• **SET PROBLEM**: Rewrite everything from the line containing "bird's head, then" down to the line containing "70, 242, 880, 738", swapping "perched" for "sitting" and changing nothing else.

• **DATA RECORDS**:
start

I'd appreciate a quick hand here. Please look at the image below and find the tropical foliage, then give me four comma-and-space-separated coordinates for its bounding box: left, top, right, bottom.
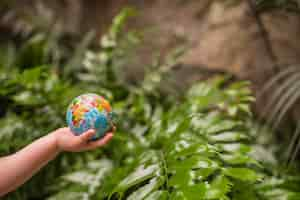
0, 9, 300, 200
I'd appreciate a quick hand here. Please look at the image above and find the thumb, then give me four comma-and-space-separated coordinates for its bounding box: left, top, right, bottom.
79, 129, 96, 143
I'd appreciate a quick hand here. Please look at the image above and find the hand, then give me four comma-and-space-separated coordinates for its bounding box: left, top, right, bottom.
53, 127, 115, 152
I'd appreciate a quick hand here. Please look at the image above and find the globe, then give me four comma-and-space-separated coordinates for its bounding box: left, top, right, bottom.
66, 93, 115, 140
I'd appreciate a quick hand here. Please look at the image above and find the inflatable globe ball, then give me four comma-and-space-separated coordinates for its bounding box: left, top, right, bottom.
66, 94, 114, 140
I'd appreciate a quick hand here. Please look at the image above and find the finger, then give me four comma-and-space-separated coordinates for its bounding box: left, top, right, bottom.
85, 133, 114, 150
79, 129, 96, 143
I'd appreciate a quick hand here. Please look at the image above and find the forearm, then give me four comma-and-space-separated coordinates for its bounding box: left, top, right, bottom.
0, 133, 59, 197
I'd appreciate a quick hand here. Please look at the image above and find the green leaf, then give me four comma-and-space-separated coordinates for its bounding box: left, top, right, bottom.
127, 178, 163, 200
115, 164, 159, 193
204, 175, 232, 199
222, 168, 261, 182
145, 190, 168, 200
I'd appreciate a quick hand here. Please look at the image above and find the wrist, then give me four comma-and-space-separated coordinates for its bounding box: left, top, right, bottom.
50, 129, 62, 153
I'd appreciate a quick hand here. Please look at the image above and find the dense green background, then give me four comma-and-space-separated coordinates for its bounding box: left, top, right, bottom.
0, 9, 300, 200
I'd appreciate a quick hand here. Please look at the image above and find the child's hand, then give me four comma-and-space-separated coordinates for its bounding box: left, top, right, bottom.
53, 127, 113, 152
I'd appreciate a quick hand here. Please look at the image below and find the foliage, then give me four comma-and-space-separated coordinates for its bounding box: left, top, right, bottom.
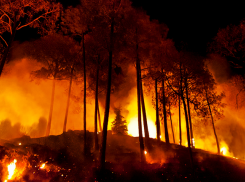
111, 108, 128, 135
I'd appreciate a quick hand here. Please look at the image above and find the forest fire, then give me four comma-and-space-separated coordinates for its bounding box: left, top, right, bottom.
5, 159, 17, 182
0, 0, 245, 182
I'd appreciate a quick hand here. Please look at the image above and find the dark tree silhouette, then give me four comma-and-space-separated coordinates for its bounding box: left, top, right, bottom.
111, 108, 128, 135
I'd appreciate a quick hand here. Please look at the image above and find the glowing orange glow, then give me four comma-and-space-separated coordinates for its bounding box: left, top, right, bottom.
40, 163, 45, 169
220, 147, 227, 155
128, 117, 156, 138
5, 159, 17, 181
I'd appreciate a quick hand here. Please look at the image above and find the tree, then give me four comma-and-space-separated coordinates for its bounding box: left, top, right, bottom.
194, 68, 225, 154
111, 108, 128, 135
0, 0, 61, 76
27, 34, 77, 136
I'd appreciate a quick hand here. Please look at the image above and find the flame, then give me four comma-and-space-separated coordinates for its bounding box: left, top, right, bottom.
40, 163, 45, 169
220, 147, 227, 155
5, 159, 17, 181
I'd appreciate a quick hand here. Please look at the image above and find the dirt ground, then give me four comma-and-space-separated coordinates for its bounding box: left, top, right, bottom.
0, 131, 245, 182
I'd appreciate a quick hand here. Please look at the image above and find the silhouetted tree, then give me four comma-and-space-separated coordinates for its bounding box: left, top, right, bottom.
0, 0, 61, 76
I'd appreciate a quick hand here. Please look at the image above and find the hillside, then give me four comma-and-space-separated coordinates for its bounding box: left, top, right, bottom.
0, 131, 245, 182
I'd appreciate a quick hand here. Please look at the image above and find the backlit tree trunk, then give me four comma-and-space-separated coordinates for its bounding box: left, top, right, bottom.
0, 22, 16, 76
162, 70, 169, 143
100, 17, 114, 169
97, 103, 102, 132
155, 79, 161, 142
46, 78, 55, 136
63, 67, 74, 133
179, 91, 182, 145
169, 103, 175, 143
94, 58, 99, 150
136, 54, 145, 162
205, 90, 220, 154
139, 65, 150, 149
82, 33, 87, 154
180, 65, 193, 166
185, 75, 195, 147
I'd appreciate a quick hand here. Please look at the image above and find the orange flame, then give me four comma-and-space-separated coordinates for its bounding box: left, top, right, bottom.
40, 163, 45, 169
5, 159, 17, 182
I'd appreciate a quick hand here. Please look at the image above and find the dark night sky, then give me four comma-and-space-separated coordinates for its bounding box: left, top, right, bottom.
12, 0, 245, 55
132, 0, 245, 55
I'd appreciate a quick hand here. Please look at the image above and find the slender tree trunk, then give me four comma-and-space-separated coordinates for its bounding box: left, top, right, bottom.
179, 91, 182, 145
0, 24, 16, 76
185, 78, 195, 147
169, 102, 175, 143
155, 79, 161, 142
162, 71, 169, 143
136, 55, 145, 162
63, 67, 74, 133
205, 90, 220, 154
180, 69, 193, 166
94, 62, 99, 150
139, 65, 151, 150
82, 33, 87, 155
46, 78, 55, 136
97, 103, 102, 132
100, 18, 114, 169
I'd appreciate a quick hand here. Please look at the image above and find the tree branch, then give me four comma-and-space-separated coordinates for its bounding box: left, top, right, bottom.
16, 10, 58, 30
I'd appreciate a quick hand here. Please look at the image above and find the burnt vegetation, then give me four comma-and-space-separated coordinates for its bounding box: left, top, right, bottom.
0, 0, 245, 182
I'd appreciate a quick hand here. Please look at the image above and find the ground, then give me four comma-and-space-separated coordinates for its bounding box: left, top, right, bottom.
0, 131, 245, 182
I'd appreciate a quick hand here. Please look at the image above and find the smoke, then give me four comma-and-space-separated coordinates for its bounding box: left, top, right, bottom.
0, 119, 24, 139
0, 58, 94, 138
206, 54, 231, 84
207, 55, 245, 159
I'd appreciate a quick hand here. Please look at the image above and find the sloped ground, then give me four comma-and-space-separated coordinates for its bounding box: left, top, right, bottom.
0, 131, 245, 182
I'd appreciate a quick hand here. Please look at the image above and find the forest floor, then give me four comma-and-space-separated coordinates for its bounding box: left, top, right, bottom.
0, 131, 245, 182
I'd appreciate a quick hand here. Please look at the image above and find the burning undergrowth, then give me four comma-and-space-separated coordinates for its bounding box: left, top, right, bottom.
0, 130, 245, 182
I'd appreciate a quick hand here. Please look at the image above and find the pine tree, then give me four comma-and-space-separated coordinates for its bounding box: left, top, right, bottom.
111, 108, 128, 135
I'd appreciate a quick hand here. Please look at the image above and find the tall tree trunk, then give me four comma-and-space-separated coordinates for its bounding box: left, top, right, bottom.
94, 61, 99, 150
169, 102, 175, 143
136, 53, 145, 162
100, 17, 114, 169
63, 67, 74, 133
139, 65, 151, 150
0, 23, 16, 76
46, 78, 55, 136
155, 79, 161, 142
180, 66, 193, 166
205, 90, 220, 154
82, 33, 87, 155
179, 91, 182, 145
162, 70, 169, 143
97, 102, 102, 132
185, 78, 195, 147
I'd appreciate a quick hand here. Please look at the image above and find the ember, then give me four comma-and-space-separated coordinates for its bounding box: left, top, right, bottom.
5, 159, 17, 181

end
start

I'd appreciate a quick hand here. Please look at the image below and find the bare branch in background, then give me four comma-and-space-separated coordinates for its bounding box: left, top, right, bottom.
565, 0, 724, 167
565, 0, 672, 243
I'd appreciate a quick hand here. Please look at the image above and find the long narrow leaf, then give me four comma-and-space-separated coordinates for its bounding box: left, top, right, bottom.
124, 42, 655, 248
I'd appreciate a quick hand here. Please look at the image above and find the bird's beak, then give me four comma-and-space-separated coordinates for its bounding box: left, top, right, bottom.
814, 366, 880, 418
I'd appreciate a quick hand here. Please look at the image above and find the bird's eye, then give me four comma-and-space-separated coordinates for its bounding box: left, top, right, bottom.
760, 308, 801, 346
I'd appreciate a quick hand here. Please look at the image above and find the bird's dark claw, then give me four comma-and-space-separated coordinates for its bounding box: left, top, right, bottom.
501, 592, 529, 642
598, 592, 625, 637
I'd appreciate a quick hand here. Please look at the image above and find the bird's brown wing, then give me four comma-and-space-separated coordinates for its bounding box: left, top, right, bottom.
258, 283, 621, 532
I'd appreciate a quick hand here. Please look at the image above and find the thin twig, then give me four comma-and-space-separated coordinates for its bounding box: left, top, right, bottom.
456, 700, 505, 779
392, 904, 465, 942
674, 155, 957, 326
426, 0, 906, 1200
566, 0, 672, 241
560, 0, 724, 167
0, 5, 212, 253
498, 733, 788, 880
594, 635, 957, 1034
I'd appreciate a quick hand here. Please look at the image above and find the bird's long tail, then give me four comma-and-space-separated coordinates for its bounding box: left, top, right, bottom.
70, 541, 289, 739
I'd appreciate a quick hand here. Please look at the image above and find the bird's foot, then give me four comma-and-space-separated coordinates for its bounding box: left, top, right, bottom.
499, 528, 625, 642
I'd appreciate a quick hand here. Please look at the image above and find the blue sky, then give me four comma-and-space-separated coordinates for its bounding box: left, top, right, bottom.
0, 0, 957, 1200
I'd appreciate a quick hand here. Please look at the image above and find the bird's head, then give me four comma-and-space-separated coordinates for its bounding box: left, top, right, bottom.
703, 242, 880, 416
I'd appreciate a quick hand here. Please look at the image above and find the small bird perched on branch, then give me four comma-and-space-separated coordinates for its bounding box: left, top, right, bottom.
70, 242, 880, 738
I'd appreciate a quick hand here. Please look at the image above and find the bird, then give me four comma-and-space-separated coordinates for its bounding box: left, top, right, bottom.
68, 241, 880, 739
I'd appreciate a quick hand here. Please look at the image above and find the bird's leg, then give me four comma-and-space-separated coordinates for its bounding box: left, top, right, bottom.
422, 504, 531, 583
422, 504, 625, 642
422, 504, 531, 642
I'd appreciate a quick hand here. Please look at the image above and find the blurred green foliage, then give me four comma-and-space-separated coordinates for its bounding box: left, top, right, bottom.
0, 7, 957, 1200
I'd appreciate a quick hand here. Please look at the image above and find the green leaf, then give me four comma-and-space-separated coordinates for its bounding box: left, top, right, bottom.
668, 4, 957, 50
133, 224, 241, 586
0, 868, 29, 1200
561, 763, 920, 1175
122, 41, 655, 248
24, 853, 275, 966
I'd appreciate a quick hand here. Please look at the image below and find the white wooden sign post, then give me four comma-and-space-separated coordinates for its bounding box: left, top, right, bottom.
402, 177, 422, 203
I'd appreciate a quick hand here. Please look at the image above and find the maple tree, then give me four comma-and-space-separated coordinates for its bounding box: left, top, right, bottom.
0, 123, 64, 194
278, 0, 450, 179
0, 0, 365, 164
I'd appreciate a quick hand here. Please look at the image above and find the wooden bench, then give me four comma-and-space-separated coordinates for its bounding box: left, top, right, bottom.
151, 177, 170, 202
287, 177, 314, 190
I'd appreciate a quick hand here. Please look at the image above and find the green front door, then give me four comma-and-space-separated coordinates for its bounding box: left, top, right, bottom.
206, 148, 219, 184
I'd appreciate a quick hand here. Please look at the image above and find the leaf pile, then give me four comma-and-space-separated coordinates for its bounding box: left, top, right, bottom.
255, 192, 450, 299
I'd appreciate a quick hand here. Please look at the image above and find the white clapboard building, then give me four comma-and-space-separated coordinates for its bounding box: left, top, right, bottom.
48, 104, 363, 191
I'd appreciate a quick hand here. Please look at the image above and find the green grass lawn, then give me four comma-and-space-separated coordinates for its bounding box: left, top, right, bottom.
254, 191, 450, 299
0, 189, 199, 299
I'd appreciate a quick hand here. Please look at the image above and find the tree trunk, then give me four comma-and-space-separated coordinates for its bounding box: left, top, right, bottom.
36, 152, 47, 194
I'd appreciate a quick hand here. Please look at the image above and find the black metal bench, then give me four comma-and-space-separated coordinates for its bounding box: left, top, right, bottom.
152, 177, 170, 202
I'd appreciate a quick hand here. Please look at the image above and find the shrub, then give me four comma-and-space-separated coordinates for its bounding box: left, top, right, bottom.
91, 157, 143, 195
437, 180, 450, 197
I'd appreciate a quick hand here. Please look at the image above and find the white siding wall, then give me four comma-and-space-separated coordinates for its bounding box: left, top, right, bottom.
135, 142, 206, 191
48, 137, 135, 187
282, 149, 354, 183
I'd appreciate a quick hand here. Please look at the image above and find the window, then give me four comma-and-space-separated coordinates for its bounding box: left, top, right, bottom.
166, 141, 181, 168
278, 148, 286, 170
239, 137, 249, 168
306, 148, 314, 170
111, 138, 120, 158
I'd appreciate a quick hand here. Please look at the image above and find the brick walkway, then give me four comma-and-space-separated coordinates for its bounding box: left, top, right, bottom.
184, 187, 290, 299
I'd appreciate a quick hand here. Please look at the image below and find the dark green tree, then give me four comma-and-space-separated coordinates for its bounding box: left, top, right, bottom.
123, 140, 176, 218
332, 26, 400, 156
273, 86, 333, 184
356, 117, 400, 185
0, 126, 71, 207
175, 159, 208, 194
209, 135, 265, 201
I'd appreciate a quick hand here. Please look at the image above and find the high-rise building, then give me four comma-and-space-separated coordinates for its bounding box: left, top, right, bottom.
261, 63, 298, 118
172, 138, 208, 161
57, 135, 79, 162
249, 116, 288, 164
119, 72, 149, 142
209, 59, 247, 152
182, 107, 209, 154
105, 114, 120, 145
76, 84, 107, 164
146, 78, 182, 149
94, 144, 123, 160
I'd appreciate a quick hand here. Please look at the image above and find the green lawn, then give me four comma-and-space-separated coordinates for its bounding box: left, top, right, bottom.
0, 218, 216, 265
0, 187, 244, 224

end

• **RESPONSE TO THE TASK**:
I'd appreciate a quick hand here. Please look at the image above and find the bird's head, then give me four comma-and-space-separated coordinates for its bounding box: left, top, right, bottom.
703, 242, 880, 416
I'd appreciate a quick hand here. Please look at the image above and find the small bird sitting on branch, then give me four comma-and-space-separated coordinates for its bounding box: left, top, right, bottom.
70, 242, 880, 738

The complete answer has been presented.